# PROMPT
Reproduce the full listing as it stands. Images do not belong in the copy.

# RECORD EXCERPTS
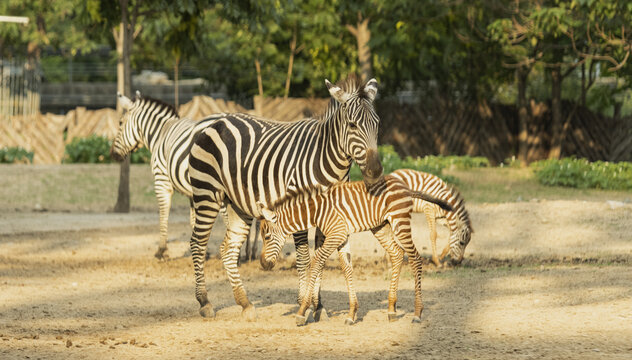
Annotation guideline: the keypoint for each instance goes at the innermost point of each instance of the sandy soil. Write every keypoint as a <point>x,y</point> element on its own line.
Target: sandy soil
<point>541,280</point>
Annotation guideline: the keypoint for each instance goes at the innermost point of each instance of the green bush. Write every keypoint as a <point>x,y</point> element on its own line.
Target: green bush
<point>141,156</point>
<point>581,173</point>
<point>96,150</point>
<point>15,155</point>
<point>391,161</point>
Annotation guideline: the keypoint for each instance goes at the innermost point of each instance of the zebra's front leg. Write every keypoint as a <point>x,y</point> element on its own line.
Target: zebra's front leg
<point>164,191</point>
<point>385,236</point>
<point>432,226</point>
<point>316,270</point>
<point>236,234</point>
<point>401,230</point>
<point>204,219</point>
<point>303,260</point>
<point>344,255</point>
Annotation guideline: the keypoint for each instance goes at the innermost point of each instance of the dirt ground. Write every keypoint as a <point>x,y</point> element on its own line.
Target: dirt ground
<point>548,279</point>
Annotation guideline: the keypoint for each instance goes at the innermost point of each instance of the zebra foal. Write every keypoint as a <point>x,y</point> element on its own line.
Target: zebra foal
<point>458,219</point>
<point>341,210</point>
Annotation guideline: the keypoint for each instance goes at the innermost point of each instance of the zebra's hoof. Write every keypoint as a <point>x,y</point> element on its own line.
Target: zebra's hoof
<point>392,317</point>
<point>321,315</point>
<point>207,311</point>
<point>301,320</point>
<point>161,254</point>
<point>249,313</point>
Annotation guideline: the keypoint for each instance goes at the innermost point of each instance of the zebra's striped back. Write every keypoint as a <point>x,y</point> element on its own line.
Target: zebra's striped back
<point>458,219</point>
<point>157,125</point>
<point>347,208</point>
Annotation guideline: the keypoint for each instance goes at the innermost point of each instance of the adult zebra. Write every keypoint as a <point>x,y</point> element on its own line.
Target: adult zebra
<point>458,219</point>
<point>158,126</point>
<point>239,160</point>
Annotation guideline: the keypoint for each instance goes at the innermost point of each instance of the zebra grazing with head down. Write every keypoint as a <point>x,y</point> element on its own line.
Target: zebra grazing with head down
<point>158,126</point>
<point>458,219</point>
<point>342,210</point>
<point>240,160</point>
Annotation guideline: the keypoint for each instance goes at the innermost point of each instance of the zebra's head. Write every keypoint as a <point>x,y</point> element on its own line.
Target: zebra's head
<point>129,134</point>
<point>272,236</point>
<point>359,125</point>
<point>458,241</point>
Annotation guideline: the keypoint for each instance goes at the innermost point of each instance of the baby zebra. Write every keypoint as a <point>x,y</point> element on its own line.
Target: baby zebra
<point>342,210</point>
<point>458,219</point>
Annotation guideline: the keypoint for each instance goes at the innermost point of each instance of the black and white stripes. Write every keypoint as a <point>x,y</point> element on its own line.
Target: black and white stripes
<point>342,210</point>
<point>157,126</point>
<point>240,160</point>
<point>458,219</point>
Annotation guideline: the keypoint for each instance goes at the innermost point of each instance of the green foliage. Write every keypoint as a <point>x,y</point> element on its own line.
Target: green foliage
<point>15,155</point>
<point>391,161</point>
<point>581,173</point>
<point>141,156</point>
<point>95,149</point>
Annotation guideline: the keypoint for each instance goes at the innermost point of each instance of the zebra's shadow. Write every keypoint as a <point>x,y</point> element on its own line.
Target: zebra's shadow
<point>336,303</point>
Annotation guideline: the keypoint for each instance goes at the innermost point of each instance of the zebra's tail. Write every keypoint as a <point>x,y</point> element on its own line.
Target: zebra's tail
<point>423,196</point>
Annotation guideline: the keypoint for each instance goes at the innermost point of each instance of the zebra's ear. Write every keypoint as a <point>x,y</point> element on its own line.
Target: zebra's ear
<point>268,214</point>
<point>125,102</point>
<point>370,89</point>
<point>337,93</point>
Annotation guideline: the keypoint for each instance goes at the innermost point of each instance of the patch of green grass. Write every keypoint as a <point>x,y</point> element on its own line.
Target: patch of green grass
<point>498,185</point>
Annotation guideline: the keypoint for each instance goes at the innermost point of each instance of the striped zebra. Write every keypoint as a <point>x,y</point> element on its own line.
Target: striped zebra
<point>458,219</point>
<point>158,126</point>
<point>342,210</point>
<point>239,160</point>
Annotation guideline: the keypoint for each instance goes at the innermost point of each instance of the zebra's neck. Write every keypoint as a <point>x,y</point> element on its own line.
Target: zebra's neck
<point>297,213</point>
<point>459,217</point>
<point>155,117</point>
<point>333,129</point>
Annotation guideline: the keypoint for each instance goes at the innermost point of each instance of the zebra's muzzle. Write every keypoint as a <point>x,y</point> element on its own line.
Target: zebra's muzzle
<point>116,156</point>
<point>265,264</point>
<point>373,169</point>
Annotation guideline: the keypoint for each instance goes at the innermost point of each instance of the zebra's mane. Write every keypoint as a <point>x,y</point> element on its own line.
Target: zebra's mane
<point>352,85</point>
<point>304,193</point>
<point>307,192</point>
<point>163,105</point>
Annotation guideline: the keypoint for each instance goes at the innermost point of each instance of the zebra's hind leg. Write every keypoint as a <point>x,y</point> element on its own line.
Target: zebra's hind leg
<point>303,260</point>
<point>237,231</point>
<point>432,226</point>
<point>344,255</point>
<point>401,229</point>
<point>385,236</point>
<point>164,191</point>
<point>205,215</point>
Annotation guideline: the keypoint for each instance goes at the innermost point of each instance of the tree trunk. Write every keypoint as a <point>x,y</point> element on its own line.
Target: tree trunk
<point>175,82</point>
<point>583,94</point>
<point>258,68</point>
<point>362,34</point>
<point>123,39</point>
<point>290,65</point>
<point>556,109</point>
<point>523,116</point>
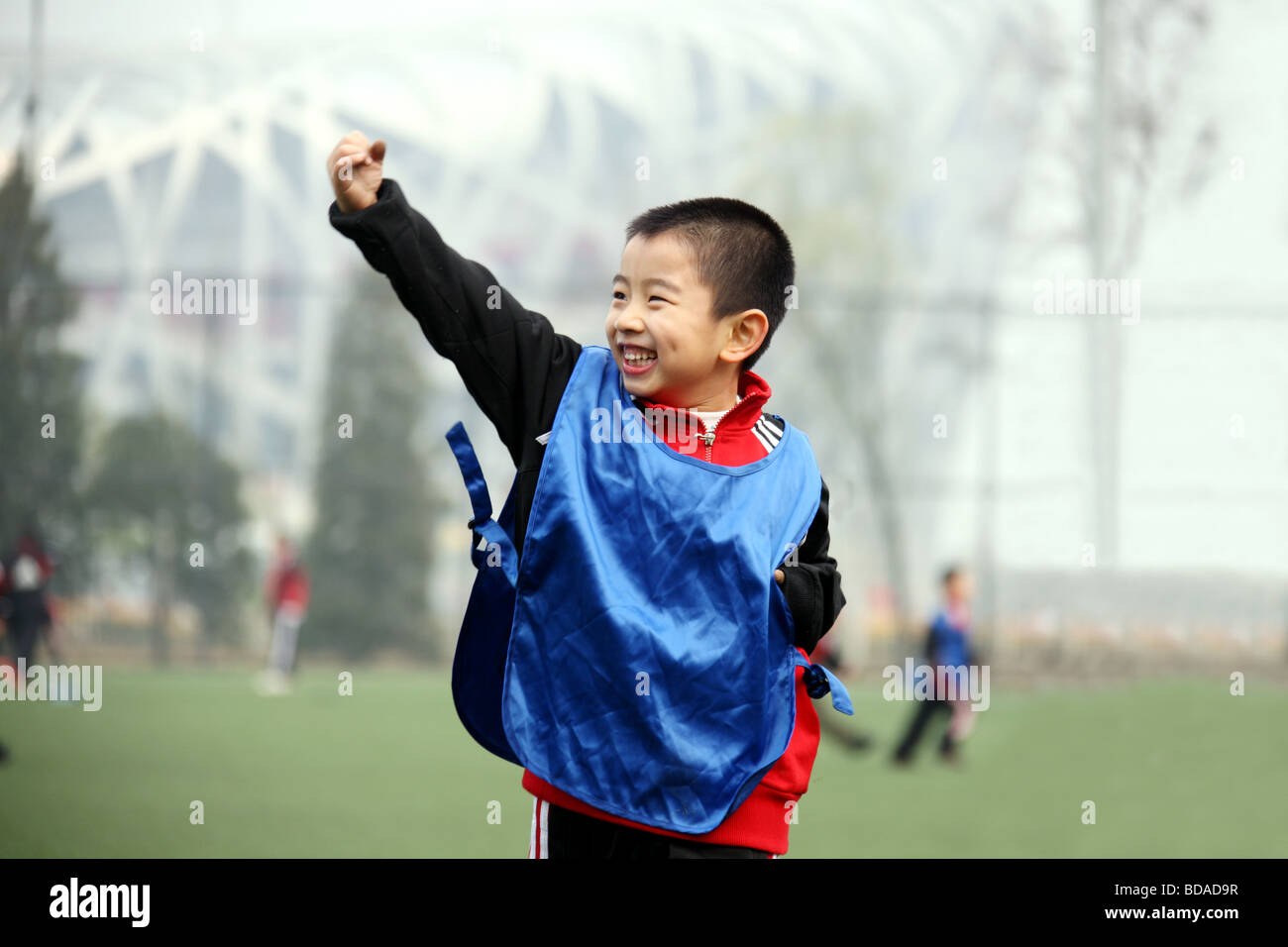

# WRITTEN SOLUTION
Annotation guideline: the keypoint for each instance goes at the innermost point of each instance of the sandy soil. Write every keypoint as a <point>x,y</point> element on its own line.
Target: sandy soil
<point>541,280</point>
Annotation guideline: the keypoint for each instance goes at the innermost point of each instance of the green bush. Write every keypoint as a <point>x,y</point> element on its own line.
Target: green bush
<point>141,156</point>
<point>581,173</point>
<point>96,150</point>
<point>15,155</point>
<point>391,161</point>
Annotation guideline: the keypoint for each instance goes at the innermost point of each instance of the zebra's front leg. Write every keypoint as a <point>x,y</point> element on its own line.
Target: zebra's front leg
<point>164,191</point>
<point>385,236</point>
<point>432,226</point>
<point>316,270</point>
<point>236,234</point>
<point>401,230</point>
<point>204,219</point>
<point>303,260</point>
<point>344,255</point>
Annotation guideline: the keypoint for each instance goes at the innermost point of each instance of the dirt ground. Write every keypoint as a <point>x,y</point> element on its own line.
Target: dirt ground
<point>548,279</point>
Annotation guideline: the keypoint for each instance goes at the innermost point of each instance of the zebra foal. Write every keypoint as a <point>x,y</point> element on its own line.
Target: zebra foal
<point>458,219</point>
<point>341,210</point>
Annotation guideline: the keypoint for each instance goes at the innermost point of each instance of the zebra's hoof. Write every keypoint as a <point>x,y</point> element on its own line.
Target: zebra's hoof
<point>392,317</point>
<point>321,315</point>
<point>207,311</point>
<point>301,320</point>
<point>161,254</point>
<point>249,313</point>
Annotation guideline: the keypoint for each instance goes at the innermost point of each instance of the zebra's striped back. Write every keypoint as a <point>x,y</point> element on its own line.
Target: zebra's striped back
<point>458,219</point>
<point>157,125</point>
<point>347,208</point>
Annotation guideline: the keypoint for each instance goes at the innermost point of each instance of the adult zebra. Write every keypoint as a <point>x,y</point> element on its own line.
Target: adult zebra
<point>458,219</point>
<point>158,126</point>
<point>239,160</point>
Annotation guideline: the keypoint for each instance goes at the innermost point of each instance of the zebra grazing with head down. Write every keypoint as a <point>x,y</point> element on its own line.
Target: zebra grazing with head down
<point>158,126</point>
<point>458,219</point>
<point>342,210</point>
<point>240,160</point>
Annotation guideline: the keypoint for each instance goes at the innermost point of each instance of the zebra's head. Write every keypoint as a <point>x,y</point> element on its own line.
Target: zebra's head
<point>129,134</point>
<point>272,236</point>
<point>359,125</point>
<point>458,241</point>
Annotation guideline: the keypoint for each instance goes at the innermost point of each instance of the baby zebra. Write every keypoint as a <point>x,y</point> element on its own line.
Target: baby zebra
<point>342,210</point>
<point>458,219</point>
Annotation guideline: the keypoint for each instance goes at the innermost point of each instance of the black and white stripes. Write every keypoint as a <point>x,y</point> element on its own line.
Target: black and white stripes
<point>342,210</point>
<point>157,126</point>
<point>240,160</point>
<point>458,219</point>
Annotation guideline: the keypoint for each instance goes at the innermost point of each instance of the green foliage. Write every keypoint as a <point>x,y</point> element on its own line.
Target: green foliage
<point>15,155</point>
<point>391,161</point>
<point>581,173</point>
<point>141,156</point>
<point>95,149</point>
Annotation guideline: the keypoint for each instance goes at the innermost point of each instance of the zebra's shadow. Write every keypoint as a <point>x,y</point> element on its own line.
Target: zebra's shadow
<point>336,303</point>
Annotation guideline: the keypoint for each instance goes at the innermost point of each instance of the zebra's tail. Write every keypoint as a <point>x,y</point> element on its own line.
Target: zebra's tail
<point>423,196</point>
Annotation guideline: the keypoint for each instance goes at the innermost point of each instance of the zebra's ear. Write every keypoint as a <point>x,y</point> element on its own line.
Target: zebra's ear
<point>268,214</point>
<point>125,102</point>
<point>370,89</point>
<point>337,93</point>
Annotation guideline: the keypoint for each instance goes at the innermost point of each instance of the patch of green grass. Write every keypoint as a <point>x,y</point> element on its own line.
Target: patch of green grass
<point>498,185</point>
Annotation guideline: the keypoint for each instance goes at the innermost point of each instance of the striped zebra. Write every keypoint as a <point>x,y</point> element on its own line.
Target: striped zebra
<point>458,219</point>
<point>158,126</point>
<point>342,210</point>
<point>239,160</point>
Annotation guideline: the keypoint for each instance goes at the innermost point of each instance of the zebra's neck. Write every keypoint as a <point>x,y</point> element on its own line.
Target: zebra's neck
<point>297,213</point>
<point>459,217</point>
<point>155,117</point>
<point>333,129</point>
Annotation guideline: the keypoint for each instance goes at the innermost point of each instance of the zebra's muzzle. Write every keypoint as a <point>x,y</point> element on its own line.
Target: zebra's muzzle
<point>116,156</point>
<point>265,264</point>
<point>373,169</point>
Annotation guideline: the keypoint for each instance goes at the innermost point of each instance of the zebra's mane. Write every keypoint as a <point>x,y</point> element on its own line.
Target: zebra's mane
<point>352,85</point>
<point>304,193</point>
<point>307,192</point>
<point>163,105</point>
Annotation guideline: the keypoint for each instance goes at the innermost point of each instance of the zebra's hind leg. Write every keypoint as a <point>x,y</point> element on its own line.
Target: zebra's hind leg
<point>303,260</point>
<point>237,231</point>
<point>432,226</point>
<point>344,255</point>
<point>401,229</point>
<point>385,236</point>
<point>164,191</point>
<point>205,215</point>
Annotation guideline: the keypoint for each instance goes at the innermost point of each instance of the tree trunk. Write every keypoint as a <point>x,y</point> element on its own line.
Target: tree trunk
<point>175,82</point>
<point>583,94</point>
<point>258,68</point>
<point>362,34</point>
<point>123,39</point>
<point>290,65</point>
<point>556,109</point>
<point>523,116</point>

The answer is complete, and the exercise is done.